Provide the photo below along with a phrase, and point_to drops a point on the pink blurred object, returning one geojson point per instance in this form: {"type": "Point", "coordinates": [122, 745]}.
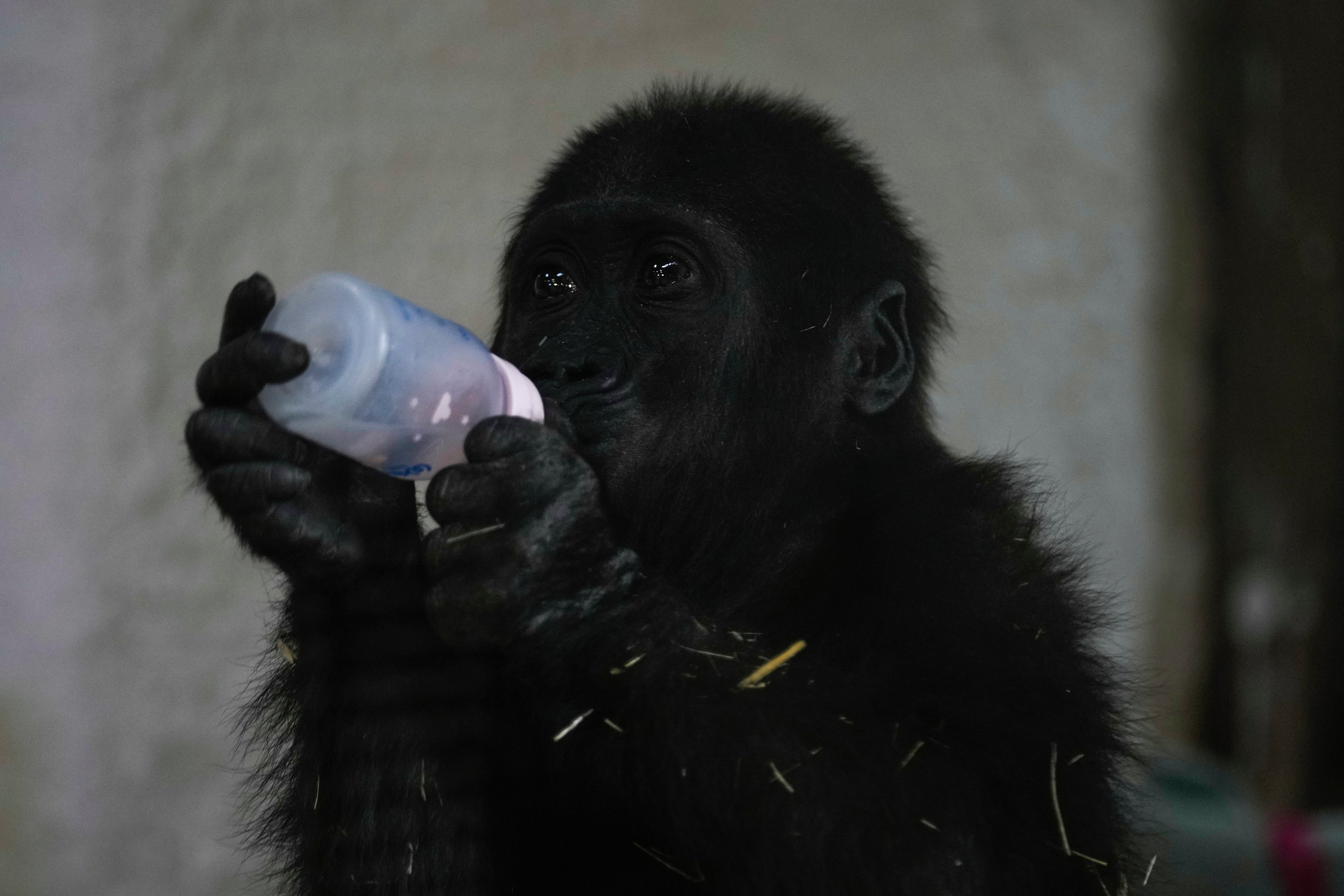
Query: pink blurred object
{"type": "Point", "coordinates": [1299, 855]}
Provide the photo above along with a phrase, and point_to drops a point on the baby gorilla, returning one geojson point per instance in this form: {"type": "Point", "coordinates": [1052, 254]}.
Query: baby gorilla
{"type": "Point", "coordinates": [573, 686]}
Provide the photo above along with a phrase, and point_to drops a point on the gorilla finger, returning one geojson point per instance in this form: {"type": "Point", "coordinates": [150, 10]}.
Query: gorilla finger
{"type": "Point", "coordinates": [499, 437]}
{"type": "Point", "coordinates": [251, 487]}
{"type": "Point", "coordinates": [294, 535]}
{"type": "Point", "coordinates": [249, 304]}
{"type": "Point", "coordinates": [237, 373]}
{"type": "Point", "coordinates": [471, 547]}
{"type": "Point", "coordinates": [466, 612]}
{"type": "Point", "coordinates": [474, 494]}
{"type": "Point", "coordinates": [229, 436]}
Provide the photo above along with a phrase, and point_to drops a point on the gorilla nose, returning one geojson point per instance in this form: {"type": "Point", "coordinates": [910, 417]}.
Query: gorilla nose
{"type": "Point", "coordinates": [566, 377]}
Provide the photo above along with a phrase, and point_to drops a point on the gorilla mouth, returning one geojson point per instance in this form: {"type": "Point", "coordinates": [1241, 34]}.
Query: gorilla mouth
{"type": "Point", "coordinates": [593, 398]}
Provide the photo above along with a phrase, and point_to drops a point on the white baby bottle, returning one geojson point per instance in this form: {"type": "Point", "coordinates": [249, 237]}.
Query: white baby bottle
{"type": "Point", "coordinates": [388, 383]}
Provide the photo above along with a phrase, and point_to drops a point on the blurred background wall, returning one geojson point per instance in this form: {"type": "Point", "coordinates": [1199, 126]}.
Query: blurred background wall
{"type": "Point", "coordinates": [156, 152]}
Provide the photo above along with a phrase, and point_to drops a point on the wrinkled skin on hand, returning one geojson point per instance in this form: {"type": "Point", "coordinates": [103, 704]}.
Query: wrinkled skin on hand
{"type": "Point", "coordinates": [312, 512]}
{"type": "Point", "coordinates": [525, 538]}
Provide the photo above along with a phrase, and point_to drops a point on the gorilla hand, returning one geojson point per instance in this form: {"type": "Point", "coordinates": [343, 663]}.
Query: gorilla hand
{"type": "Point", "coordinates": [311, 511]}
{"type": "Point", "coordinates": [525, 541]}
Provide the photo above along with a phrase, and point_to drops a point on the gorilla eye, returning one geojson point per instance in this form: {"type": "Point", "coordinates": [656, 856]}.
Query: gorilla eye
{"type": "Point", "coordinates": [553, 285]}
{"type": "Point", "coordinates": [662, 272]}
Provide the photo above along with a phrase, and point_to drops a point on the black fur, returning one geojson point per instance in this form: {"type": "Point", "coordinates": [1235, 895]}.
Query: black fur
{"type": "Point", "coordinates": [733, 331]}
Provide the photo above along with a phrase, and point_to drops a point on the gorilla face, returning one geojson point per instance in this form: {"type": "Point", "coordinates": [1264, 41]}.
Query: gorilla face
{"type": "Point", "coordinates": [640, 322]}
{"type": "Point", "coordinates": [623, 313]}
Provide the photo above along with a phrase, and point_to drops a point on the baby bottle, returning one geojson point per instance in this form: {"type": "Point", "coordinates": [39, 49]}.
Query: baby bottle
{"type": "Point", "coordinates": [388, 383]}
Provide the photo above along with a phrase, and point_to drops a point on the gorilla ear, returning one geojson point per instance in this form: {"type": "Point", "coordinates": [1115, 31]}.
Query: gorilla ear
{"type": "Point", "coordinates": [880, 362]}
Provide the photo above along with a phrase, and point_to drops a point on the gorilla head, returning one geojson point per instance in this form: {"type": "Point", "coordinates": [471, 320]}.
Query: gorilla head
{"type": "Point", "coordinates": [717, 288]}
{"type": "Point", "coordinates": [732, 326]}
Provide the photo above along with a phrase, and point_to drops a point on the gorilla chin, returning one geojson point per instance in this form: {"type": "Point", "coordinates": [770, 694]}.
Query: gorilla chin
{"type": "Point", "coordinates": [733, 621]}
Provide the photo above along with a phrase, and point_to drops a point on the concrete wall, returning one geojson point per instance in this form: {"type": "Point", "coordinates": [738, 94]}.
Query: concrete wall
{"type": "Point", "coordinates": [156, 152]}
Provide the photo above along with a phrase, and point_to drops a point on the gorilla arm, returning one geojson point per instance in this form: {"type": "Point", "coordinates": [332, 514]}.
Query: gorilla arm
{"type": "Point", "coordinates": [660, 766]}
{"type": "Point", "coordinates": [371, 702]}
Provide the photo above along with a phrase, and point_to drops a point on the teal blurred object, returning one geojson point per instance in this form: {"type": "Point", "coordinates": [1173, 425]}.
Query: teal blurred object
{"type": "Point", "coordinates": [1214, 841]}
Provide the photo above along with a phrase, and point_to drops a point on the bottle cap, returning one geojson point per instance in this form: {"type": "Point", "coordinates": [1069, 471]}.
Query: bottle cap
{"type": "Point", "coordinates": [521, 395]}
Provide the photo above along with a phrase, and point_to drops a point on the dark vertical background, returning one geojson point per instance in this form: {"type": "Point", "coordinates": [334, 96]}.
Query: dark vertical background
{"type": "Point", "coordinates": [1269, 99]}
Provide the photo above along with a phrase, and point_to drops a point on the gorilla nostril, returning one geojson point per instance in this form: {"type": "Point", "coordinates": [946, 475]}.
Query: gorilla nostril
{"type": "Point", "coordinates": [568, 371]}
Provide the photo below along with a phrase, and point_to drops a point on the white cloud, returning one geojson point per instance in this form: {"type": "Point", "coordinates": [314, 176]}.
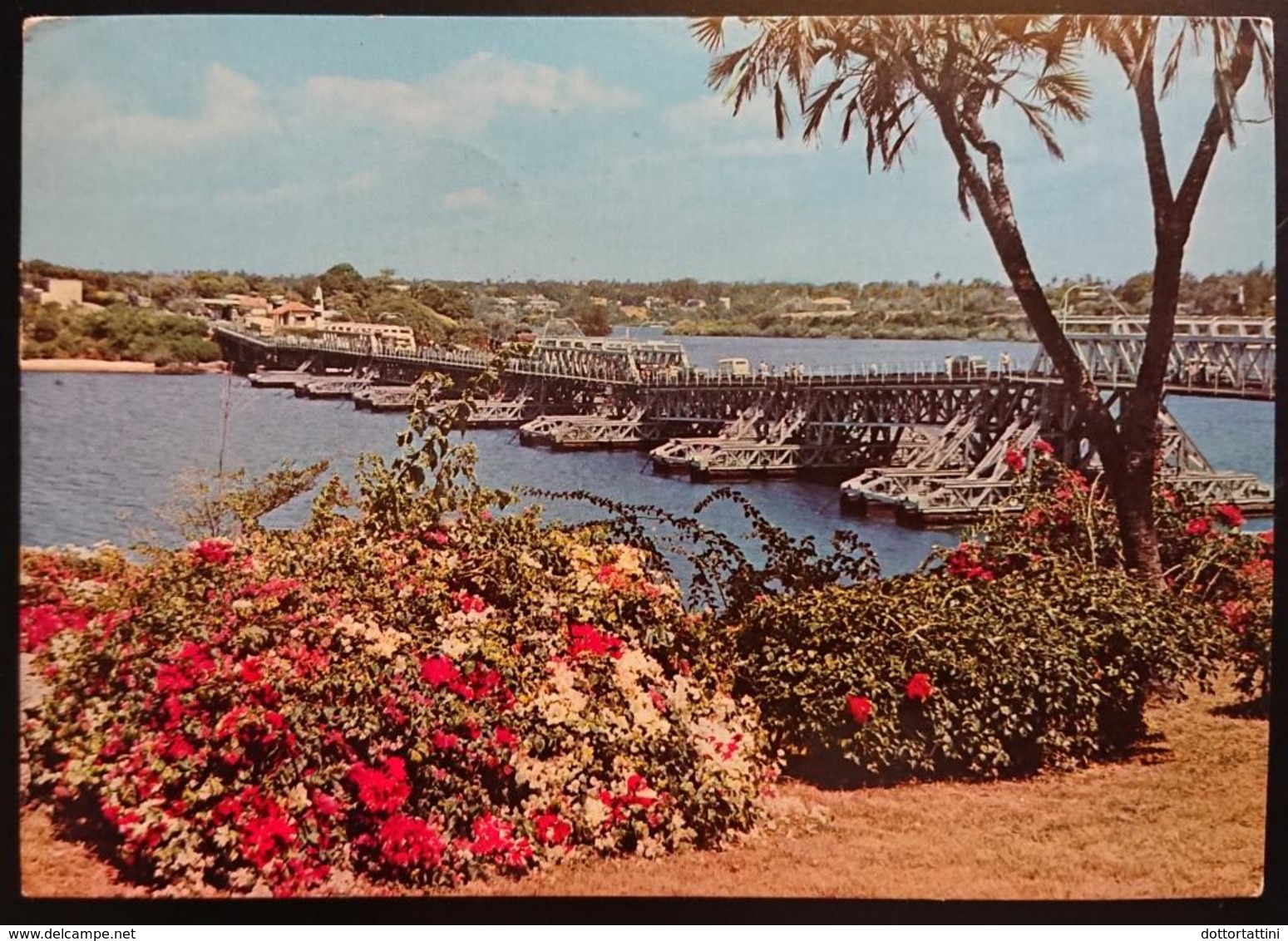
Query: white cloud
{"type": "Point", "coordinates": [302, 190]}
{"type": "Point", "coordinates": [361, 182]}
{"type": "Point", "coordinates": [473, 197]}
{"type": "Point", "coordinates": [462, 98]}
{"type": "Point", "coordinates": [232, 108]}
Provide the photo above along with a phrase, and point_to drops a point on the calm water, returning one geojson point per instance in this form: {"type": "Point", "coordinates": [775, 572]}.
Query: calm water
{"type": "Point", "coordinates": [101, 453]}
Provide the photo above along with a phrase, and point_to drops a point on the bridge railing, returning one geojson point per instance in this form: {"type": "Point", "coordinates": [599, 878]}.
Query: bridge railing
{"type": "Point", "coordinates": [875, 373]}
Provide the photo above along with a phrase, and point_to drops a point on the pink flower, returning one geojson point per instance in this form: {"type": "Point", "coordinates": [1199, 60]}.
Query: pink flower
{"type": "Point", "coordinates": [586, 640]}
{"type": "Point", "coordinates": [213, 551]}
{"type": "Point", "coordinates": [382, 791]}
{"type": "Point", "coordinates": [410, 842]}
{"type": "Point", "coordinates": [919, 687]}
{"type": "Point", "coordinates": [551, 830]}
{"type": "Point", "coordinates": [1231, 515]}
{"type": "Point", "coordinates": [859, 707]}
{"type": "Point", "coordinates": [438, 671]}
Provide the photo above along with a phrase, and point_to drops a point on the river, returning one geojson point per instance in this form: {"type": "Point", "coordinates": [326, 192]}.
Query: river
{"type": "Point", "coordinates": [103, 453]}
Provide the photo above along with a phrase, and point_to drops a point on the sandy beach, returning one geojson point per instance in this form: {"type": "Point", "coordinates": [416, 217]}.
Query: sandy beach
{"type": "Point", "coordinates": [100, 366]}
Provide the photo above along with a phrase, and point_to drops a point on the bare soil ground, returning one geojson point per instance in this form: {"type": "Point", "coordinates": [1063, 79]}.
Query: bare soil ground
{"type": "Point", "coordinates": [1184, 816]}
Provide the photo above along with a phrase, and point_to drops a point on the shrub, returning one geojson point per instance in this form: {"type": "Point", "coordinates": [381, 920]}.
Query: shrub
{"type": "Point", "coordinates": [420, 694]}
{"type": "Point", "coordinates": [957, 673]}
{"type": "Point", "coordinates": [1208, 560]}
{"type": "Point", "coordinates": [45, 328]}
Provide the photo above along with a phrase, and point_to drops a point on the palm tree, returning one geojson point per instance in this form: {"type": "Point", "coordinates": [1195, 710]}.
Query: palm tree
{"type": "Point", "coordinates": [1133, 42]}
{"type": "Point", "coordinates": [888, 74]}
^^^^^^^^^^^^^^^^
§ What needs to be done:
Transcribe exactly the line containing "on the bare" and all remaining lines of the material, ending with the last one.

§ Reply:
Provide the photo above along with a phrase, and point_to drops a point on the bare soil ground, returning one geojson point per instance in this form: {"type": "Point", "coordinates": [1063, 79]}.
Query: bare soil ground
{"type": "Point", "coordinates": [1184, 816]}
Provide the photo above along with a phrase, and point_to drops a point on the shrub, returning one geojson point per instance in this form: {"type": "Point", "coordinates": [381, 920]}.
Query: shrub
{"type": "Point", "coordinates": [420, 694]}
{"type": "Point", "coordinates": [957, 673]}
{"type": "Point", "coordinates": [1208, 560]}
{"type": "Point", "coordinates": [45, 328]}
Provide the photo above along with a phrase, and point_to drops a point on the palm tree, returning one geojson point per instance in this form: {"type": "Point", "coordinates": [1195, 710]}.
Query: palm tree
{"type": "Point", "coordinates": [1133, 42]}
{"type": "Point", "coordinates": [888, 74]}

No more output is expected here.